_What needs to be done_
Recast the listing below as a numbered list, starting at the line that contains "Each <instance> block contains" and ending at the line that contains "positive clicks: (185, 89)", with both of those lines included. Leave out any blank lines and give nothing beyond that span.

************

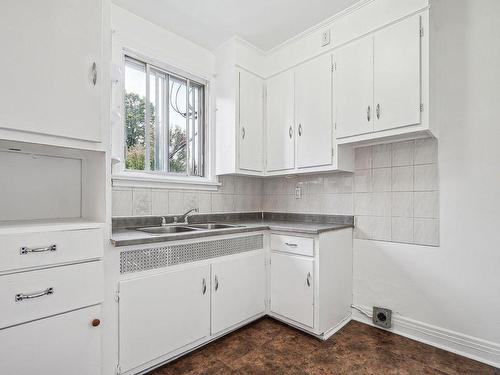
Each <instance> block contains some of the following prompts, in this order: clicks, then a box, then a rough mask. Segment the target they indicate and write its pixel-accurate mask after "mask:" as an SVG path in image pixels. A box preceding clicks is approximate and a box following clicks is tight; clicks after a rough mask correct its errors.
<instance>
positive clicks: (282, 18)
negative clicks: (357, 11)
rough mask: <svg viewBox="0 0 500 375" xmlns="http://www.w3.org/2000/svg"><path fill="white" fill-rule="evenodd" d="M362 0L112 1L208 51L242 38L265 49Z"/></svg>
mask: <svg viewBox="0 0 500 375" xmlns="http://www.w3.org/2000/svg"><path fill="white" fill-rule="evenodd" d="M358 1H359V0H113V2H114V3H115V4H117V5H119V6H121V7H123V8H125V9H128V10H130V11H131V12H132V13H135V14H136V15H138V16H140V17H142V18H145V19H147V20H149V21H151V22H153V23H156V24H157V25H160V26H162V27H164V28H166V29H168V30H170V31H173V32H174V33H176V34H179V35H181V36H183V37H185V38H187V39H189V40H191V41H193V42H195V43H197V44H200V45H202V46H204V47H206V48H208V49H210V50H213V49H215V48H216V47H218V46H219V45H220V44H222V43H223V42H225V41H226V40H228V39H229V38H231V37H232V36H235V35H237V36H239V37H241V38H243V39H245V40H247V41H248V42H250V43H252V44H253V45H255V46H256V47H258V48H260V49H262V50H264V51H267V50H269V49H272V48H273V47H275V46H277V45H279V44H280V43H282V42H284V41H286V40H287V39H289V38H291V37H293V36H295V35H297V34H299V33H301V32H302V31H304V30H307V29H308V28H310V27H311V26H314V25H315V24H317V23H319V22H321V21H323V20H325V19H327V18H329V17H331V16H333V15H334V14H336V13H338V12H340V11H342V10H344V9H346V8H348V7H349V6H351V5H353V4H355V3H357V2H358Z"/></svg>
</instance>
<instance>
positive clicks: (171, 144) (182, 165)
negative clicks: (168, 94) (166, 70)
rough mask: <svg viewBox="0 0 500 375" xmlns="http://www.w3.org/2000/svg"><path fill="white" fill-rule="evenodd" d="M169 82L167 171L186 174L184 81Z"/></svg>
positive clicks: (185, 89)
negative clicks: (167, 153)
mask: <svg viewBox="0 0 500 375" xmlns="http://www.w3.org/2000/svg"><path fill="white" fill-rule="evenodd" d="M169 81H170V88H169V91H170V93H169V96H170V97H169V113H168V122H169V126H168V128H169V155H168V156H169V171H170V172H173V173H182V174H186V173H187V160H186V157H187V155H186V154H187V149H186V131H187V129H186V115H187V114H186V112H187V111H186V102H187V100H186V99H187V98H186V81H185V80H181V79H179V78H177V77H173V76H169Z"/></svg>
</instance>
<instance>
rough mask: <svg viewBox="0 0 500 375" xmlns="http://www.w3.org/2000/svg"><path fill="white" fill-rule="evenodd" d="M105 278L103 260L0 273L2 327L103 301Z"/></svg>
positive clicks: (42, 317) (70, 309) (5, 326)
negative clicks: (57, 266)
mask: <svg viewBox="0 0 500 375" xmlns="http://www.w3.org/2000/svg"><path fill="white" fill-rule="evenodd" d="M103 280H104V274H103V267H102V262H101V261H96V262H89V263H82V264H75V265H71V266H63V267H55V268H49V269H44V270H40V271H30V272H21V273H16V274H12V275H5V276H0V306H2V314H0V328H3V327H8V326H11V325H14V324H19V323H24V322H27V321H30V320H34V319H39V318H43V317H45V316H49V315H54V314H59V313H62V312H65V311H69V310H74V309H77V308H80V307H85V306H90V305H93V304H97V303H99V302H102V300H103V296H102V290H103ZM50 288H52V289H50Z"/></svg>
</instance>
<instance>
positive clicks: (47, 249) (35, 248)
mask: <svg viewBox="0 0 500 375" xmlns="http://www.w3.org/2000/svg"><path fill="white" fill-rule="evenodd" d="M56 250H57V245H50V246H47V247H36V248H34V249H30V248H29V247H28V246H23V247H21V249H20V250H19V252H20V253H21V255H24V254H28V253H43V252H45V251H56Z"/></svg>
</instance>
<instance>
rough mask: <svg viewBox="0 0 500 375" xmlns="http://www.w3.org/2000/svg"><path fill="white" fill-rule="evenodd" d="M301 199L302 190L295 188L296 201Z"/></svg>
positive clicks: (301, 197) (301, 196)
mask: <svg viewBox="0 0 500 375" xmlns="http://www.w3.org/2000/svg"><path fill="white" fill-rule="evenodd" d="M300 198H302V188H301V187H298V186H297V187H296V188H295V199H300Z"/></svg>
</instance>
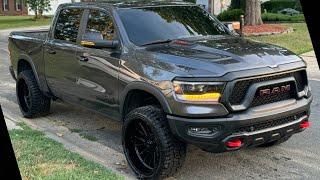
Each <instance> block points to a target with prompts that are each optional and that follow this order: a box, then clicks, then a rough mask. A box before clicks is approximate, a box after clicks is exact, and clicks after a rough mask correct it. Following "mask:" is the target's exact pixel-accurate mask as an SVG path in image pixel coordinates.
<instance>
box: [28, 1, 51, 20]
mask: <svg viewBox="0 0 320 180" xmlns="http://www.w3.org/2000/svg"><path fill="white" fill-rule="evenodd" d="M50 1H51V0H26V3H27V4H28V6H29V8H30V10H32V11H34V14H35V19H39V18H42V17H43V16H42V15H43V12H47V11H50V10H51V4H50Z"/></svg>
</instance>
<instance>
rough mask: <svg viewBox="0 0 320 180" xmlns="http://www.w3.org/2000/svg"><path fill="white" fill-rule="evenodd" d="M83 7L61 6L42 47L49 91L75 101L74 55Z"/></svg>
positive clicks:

************

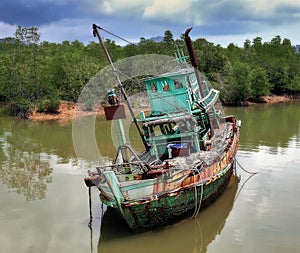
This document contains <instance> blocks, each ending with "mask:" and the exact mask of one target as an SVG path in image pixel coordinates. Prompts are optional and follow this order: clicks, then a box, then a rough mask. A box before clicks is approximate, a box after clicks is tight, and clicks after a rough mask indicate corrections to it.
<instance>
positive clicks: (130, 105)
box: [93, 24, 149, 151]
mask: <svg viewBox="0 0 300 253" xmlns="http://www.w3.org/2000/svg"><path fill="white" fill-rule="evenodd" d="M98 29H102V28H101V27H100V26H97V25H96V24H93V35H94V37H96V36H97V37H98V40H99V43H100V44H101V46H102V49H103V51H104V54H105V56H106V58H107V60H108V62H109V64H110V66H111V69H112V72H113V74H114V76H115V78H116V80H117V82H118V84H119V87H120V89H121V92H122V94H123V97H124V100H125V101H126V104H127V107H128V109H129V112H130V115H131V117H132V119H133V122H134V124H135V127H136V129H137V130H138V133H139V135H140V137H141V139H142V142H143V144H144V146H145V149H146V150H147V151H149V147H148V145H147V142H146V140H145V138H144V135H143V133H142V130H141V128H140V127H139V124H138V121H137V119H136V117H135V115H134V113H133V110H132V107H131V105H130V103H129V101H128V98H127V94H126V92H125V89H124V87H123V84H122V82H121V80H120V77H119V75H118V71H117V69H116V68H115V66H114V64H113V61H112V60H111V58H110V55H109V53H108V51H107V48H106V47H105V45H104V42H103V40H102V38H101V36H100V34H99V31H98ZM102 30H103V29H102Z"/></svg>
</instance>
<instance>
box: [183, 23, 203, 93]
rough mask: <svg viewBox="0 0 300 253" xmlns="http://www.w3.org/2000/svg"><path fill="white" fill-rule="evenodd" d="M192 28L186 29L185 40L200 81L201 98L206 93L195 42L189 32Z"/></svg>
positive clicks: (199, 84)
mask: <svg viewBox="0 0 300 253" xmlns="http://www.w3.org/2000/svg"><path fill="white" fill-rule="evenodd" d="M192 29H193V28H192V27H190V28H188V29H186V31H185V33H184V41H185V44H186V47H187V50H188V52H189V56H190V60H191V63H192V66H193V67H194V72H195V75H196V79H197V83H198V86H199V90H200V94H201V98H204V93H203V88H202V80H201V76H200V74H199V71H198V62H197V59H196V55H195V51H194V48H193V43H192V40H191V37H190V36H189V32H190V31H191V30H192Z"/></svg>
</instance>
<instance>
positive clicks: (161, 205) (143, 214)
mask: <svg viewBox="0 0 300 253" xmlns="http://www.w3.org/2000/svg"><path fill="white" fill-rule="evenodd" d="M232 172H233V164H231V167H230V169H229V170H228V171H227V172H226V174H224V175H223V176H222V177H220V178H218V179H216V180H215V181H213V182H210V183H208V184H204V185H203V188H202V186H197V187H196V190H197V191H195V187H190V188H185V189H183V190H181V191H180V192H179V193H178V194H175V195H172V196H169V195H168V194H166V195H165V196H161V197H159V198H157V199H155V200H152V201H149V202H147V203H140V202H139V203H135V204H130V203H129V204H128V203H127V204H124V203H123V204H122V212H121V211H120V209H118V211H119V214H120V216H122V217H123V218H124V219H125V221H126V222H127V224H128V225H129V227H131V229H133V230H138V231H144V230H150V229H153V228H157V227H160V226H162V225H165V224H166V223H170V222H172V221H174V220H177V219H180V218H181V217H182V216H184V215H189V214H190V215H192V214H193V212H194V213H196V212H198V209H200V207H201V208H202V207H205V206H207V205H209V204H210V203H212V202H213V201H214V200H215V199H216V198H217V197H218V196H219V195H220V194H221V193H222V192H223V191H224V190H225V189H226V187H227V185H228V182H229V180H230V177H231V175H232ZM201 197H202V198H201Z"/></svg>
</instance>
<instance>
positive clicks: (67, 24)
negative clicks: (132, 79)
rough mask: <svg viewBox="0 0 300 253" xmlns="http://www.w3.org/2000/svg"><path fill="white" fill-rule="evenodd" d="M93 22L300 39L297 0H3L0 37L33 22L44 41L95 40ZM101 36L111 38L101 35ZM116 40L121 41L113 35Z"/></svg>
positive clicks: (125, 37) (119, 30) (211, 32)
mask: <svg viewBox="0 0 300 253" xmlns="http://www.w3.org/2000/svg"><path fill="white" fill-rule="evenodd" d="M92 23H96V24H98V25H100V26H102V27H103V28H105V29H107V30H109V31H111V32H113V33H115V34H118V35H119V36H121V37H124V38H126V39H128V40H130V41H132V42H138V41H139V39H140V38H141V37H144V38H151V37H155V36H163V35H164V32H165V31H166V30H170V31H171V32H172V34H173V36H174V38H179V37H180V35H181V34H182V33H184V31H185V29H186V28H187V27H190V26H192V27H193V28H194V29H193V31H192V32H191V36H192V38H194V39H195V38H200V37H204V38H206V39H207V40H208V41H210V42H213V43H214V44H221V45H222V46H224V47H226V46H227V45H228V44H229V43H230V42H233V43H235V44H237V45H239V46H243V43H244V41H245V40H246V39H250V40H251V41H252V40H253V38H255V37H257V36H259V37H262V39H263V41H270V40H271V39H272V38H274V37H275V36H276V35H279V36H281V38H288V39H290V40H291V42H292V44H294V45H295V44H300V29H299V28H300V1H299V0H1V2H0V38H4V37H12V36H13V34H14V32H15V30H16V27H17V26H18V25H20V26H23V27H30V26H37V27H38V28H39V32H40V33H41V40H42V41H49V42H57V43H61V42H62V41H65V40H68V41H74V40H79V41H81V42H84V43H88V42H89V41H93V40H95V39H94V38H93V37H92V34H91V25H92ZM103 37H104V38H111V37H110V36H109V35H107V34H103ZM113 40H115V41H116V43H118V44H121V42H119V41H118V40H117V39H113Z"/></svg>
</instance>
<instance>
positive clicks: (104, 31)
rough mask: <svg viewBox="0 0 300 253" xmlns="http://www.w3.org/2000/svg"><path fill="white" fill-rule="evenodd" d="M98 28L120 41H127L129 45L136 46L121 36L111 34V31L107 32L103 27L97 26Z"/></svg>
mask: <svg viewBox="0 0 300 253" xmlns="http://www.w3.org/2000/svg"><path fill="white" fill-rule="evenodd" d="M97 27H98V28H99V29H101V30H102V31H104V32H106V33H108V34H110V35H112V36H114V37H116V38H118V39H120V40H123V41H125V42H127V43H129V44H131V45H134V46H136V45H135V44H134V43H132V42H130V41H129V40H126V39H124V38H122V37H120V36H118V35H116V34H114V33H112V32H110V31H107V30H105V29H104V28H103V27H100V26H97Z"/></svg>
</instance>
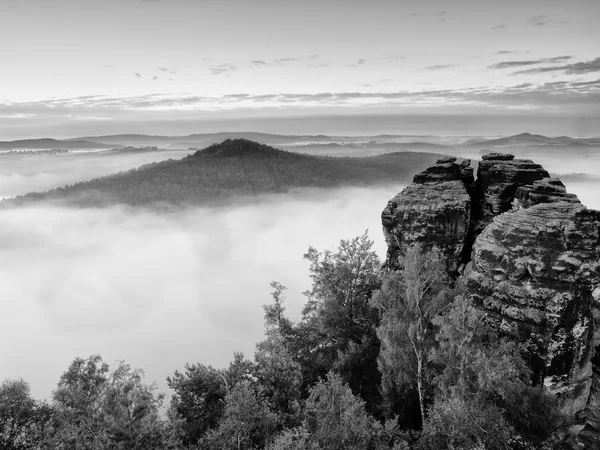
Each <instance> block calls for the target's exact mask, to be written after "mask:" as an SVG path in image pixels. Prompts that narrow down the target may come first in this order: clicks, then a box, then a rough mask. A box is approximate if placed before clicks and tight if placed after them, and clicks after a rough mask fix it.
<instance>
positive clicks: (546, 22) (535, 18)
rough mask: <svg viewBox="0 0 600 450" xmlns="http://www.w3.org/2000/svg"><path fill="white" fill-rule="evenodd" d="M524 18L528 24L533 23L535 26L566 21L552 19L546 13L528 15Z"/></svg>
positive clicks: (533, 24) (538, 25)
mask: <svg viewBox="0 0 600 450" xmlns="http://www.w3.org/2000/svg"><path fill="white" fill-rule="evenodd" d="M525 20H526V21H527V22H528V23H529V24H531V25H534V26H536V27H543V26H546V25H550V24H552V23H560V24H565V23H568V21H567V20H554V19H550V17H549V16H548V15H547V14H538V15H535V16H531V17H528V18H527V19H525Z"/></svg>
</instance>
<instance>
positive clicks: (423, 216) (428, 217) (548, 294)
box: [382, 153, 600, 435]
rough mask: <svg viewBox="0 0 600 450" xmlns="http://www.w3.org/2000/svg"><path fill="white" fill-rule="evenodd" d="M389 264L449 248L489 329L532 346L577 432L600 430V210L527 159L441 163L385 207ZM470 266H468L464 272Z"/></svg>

************

_Exercise answer_
1. Each <instance> block contains some of the following prompts, in this order: clicks, then a box, then a rough mask. Segment the target they indicate and write its pixel-accurate mask after "mask:" as an SVG path in image pixels. A box preceding clicks is approximate and a box following clicks is tight; clicks after a rough mask correct its errors.
2. <instance>
3. positive clicks: (282, 18)
4. negative clicks: (357, 11)
5. rough mask: <svg viewBox="0 0 500 375" xmlns="http://www.w3.org/2000/svg"><path fill="white" fill-rule="evenodd" d="M362 0L112 1L208 51L242 38L265 49Z"/></svg>
6. mask: <svg viewBox="0 0 500 375" xmlns="http://www.w3.org/2000/svg"><path fill="white" fill-rule="evenodd" d="M358 1H359V0H113V2H114V3H115V4H117V5H119V6H121V7H123V8H125V9H128V10H130V11H131V12H132V13H135V14H136V15H138V16H140V17H142V18H145V19H147V20H149V21H151V22H153V23H156V24H157V25H160V26H162V27H164V28H166V29H168V30H170V31H173V32H174V33H176V34H179V35H181V36H183V37H185V38H187V39H189V40H191V41H193V42H195V43H197V44H200V45H202V46H204V47H206V48H208V49H210V50H213V49H215V48H216V47H218V46H219V45H220V44H222V43H223V42H225V41H226V40H228V39H229V38H231V37H232V36H235V35H237V36H239V37H241V38H243V39H245V40H247V41H248V42H250V43H252V44H253V45H255V46H256V47H258V48H260V49H262V50H264V51H267V50H269V49H272V48H273V47H275V46H277V45H279V44H280V43H282V42H284V41H286V40H287V39H289V38H291V37H293V36H295V35H297V34H299V33H301V32H302V31H304V30H307V29H308V28H310V27H311V26H314V25H315V24H317V23H319V22H321V21H323V20H325V19H327V18H329V17H331V16H333V15H334V14H336V13H338V12H340V11H342V10H344V9H346V8H348V7H349V6H351V5H353V4H355V3H357V2H358Z"/></svg>
7. </instance>
8. <instance>
9. positive clicks: (171, 144) (182, 165)
10. negative clicks: (168, 94) (166, 70)
11. rough mask: <svg viewBox="0 0 500 375" xmlns="http://www.w3.org/2000/svg"><path fill="white" fill-rule="evenodd" d="M169 82L167 171L186 174L184 81Z"/></svg>
12. positive clicks: (185, 89)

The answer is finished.